Materials provided »
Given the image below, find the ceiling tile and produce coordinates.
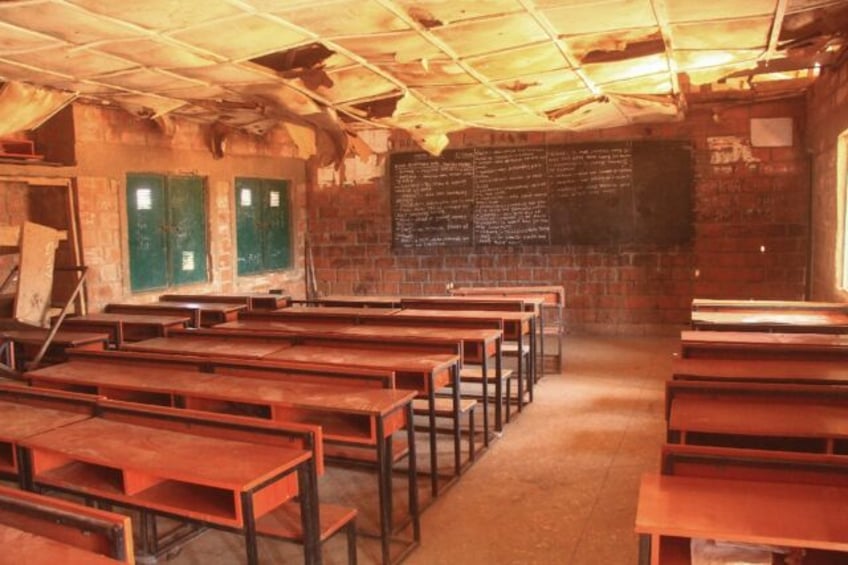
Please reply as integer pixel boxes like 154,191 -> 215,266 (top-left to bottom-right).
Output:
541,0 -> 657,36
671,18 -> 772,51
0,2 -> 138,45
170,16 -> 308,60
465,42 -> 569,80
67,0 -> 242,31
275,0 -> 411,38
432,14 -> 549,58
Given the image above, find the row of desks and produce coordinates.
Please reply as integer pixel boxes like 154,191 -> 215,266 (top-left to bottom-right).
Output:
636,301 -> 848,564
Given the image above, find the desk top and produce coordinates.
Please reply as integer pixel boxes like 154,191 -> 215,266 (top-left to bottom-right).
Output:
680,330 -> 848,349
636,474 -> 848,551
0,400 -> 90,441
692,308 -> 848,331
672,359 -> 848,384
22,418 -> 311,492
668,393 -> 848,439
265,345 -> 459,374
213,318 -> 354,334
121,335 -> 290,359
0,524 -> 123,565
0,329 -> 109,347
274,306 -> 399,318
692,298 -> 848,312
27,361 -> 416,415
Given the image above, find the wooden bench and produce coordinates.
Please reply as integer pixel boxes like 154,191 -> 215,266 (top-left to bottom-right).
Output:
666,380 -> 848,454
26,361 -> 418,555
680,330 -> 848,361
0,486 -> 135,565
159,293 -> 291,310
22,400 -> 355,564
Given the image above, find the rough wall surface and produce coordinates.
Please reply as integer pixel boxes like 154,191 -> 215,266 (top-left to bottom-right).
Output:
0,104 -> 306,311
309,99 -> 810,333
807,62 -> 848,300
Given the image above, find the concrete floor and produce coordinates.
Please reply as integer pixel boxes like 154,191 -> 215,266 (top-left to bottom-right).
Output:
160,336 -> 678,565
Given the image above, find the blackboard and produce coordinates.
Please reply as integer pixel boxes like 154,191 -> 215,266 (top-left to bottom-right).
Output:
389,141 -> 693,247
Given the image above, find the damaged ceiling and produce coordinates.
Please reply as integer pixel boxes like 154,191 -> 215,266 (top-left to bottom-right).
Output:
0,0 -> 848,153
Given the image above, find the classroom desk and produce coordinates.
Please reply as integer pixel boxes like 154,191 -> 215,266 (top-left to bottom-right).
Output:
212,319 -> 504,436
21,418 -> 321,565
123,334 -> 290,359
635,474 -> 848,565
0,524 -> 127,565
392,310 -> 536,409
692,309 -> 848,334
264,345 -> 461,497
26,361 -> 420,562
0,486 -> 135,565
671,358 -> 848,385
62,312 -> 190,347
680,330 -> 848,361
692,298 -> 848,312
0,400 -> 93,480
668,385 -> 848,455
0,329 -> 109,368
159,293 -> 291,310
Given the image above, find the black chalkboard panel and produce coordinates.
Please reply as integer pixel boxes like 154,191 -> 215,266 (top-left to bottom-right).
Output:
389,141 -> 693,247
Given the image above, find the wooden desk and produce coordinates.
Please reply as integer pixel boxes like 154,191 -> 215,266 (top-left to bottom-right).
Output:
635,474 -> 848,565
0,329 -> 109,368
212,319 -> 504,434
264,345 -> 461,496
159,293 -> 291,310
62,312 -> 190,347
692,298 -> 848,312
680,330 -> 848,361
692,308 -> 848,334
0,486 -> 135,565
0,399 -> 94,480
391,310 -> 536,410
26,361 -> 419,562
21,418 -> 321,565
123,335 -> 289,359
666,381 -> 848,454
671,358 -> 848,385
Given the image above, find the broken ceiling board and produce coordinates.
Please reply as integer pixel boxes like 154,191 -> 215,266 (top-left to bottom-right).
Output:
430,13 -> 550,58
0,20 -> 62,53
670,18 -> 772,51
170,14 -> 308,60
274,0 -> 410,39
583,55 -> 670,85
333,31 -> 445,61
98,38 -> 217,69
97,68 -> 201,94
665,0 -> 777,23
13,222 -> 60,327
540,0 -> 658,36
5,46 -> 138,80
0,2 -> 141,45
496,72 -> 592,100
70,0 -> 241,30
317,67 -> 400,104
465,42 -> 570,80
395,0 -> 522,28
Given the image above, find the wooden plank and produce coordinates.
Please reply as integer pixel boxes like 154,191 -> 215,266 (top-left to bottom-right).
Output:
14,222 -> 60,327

Short problem » Retype all of the data above line for line, without changing anything. Leave the pictures out of your copy.

Finished answer »
Given the image below, find the ceiling tile and produce coordinates.
Please reply as integer pixel boxes like 154,191 -> 215,266 (top-left to bottom-right).
Output:
541,0 -> 657,36
671,18 -> 772,51
0,2 -> 138,45
170,16 -> 308,60
465,42 -> 569,80
67,0 -> 242,31
275,0 -> 411,38
432,14 -> 549,58
Given the image above, find the row of desks and produce coordinates.
Please reply as integer pixel boxes like 154,191 -> 215,266 (top-left to bottom-right).
Output:
636,301 -> 848,564
Given the image above, find the desk top and produce coordinates.
Please reply as integer pixel boxes like 154,191 -> 215,266 (top-left to bottom-right).
Output:
680,330 -> 848,349
636,474 -> 848,551
0,400 -> 90,441
692,308 -> 848,331
672,359 -> 848,384
22,418 -> 311,492
668,393 -> 848,439
265,345 -> 459,374
213,318 -> 354,334
121,335 -> 290,359
0,524 -> 123,565
0,329 -> 109,347
274,306 -> 399,318
692,298 -> 848,312
27,361 -> 416,415
Given the image above, find the wooden bench and produce coordinates.
Please reply as integer pixel boxes like 154,191 -> 215,266 (top-left to bottom-right).
Output:
666,380 -> 848,454
26,361 -> 418,555
680,330 -> 848,361
0,486 -> 135,565
159,293 -> 291,310
22,400 -> 355,564
Given the image above, find the rough wall surface and produce coordinates.
Please reply as integer pixel boxes like 154,191 -> 215,266 (top-left to bottom-right).
Output:
0,104 -> 306,311
309,99 -> 810,333
807,62 -> 848,300
Given the image above, find the concrete floor and produce coordinates.
Please reply as integer pixel boxes like 154,191 -> 215,266 (top-left to bottom-right).
Output:
160,336 -> 678,565
Given the image above, find the blackboard and produce coordinates.
Please reply as integer pixel boxes like 154,191 -> 215,266 (top-left to bottom-right).
Output:
389,141 -> 693,247
Given the image above, find the damaged ceiling and produce coordinates.
Please reply as integer pixel boxes like 154,191 -> 215,266 (top-left to bottom-right).
Output:
0,0 -> 848,153
Given the image above, find the classroom desk and produce coordinates.
Please reply as integer pixel boxes like 154,191 -> 215,266 (top-left to bottom-right).
Output:
212,319 -> 504,436
21,418 -> 321,565
123,334 -> 290,359
635,474 -> 848,565
0,524 -> 127,565
392,310 -> 536,409
692,309 -> 848,334
264,345 -> 461,497
26,361 -> 420,562
0,486 -> 135,565
671,358 -> 848,385
62,312 -> 190,347
680,330 -> 848,361
692,298 -> 848,312
0,400 -> 93,480
668,385 -> 848,455
0,329 -> 109,368
159,293 -> 291,310
Given the image above, find the black chalkboard panel and produce coordinates.
Please reply as integer pixel boxes like 154,191 -> 215,266 (top-left to bottom-right).
Output:
389,141 -> 693,247
Given the image above, find the wooden desk and produce coordinates.
Please reply as integer pixel boxes like 154,191 -> 215,266 (top-left to bottom-right).
Output:
635,474 -> 848,565
0,329 -> 109,368
212,319 -> 504,434
264,345 -> 461,496
159,293 -> 291,310
62,312 -> 190,347
692,298 -> 848,312
680,330 -> 848,361
692,308 -> 848,334
0,486 -> 135,565
0,399 -> 94,480
391,310 -> 536,410
26,361 -> 419,562
21,418 -> 321,565
123,335 -> 289,359
666,381 -> 848,454
671,358 -> 848,385
Given the image above, find the broken ceiling board and produce coordinates.
Please reply as integer pixel boxes like 154,191 -> 215,266 (top-left to bottom-right).
Output:
430,13 -> 550,58
0,20 -> 62,53
670,18 -> 772,51
170,14 -> 308,60
274,0 -> 410,39
583,55 -> 670,85
333,31 -> 445,61
98,38 -> 217,69
97,68 -> 201,94
665,0 -> 777,23
13,222 -> 60,327
540,0 -> 658,36
5,46 -> 138,80
0,2 -> 141,45
496,72 -> 592,100
70,0 -> 241,30
317,67 -> 400,104
465,42 -> 570,80
395,0 -> 522,28
Given the image above, find the wooden plank and produce coordinates.
Please reply as integer pixel boxes like 154,191 -> 215,266 (top-left to bottom-right).
Output:
14,222 -> 60,327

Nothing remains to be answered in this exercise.